## KUTIPAN HALAMAN:
+-------+
Boleh dikatakan tulisan ini adalah curhat seorang ayah tentang anaknya yang sulit mencari kerja.
Anak keduaku selesai ujian sidang skripsi sebulan yang lalu. Tentu saja saya bangga dan bahagia, walaupun belum resmi lulus karena belum wisuda.
Tapi... rasa bahagia itu semakin hari semakin luntur. Bahkan berganti menjadi kekhawatiran. Bagaimana tidak, semakin hari berita yang kudengar adalah berita PHK di mana-mana, beberapa pabrik tutup, bahkan beberapa perusahaan milik negara pun, BMUN, bubar karena merugi.
Suasana seperti itu, jelas sesuatu yang buruk bagi anak saya dan teman-teman sebayanya, yang sedang mencari pekerjaan setelah selesai kuliah.
Sebagai seorang ayah, rasanya tidak ada yang lebih menyakitkan selain melihat anak sendiri harus berjuang untuk mendapatkan pekerjaan di tengah persaingan yang begitu ketat.
+-------+
## BAGIAN DATA:
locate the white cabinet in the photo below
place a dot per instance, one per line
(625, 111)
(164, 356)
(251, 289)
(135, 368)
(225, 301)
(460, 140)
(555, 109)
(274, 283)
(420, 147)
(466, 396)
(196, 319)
+-------+
## PERMINTAAN TERTULIS 1:
Menurut kutipan halaman, kapan anak kedua penulis menyelesaikan ujian sidang skripsi?
## PERMINTAAN TERTULIS 2:
Terjemahkan kalimat dari kutipan halaman berikut ke dalam bahasa Inggris: "Sebagai seorang ayah, rasanya tidak ada yang lebih menyakitkan selain melihat anak sendiri harus berjuang untuk mendapatkan pekerjaan di tengah persaingan yang begitu ketat."
## PERMINTAAN TERTULIS 3:
Sebutkan semua berita yang makin hari didengar penulis menurut kutipan halaman.

## JAWABAN LENGKAP 1:
Sebulan yang lalu.

## JAWABAN LENGKAP 2:
As a father, it feels like nothing is more painful than seeing your own child have to struggle to get a job amid such fierce competition.

## JAWABAN LENGKAP 3:
- PHK di mana-mana
- Beberapa pabrik tutup
- Beberapa perusahaan milik negara (BMUN) bubar karena merugi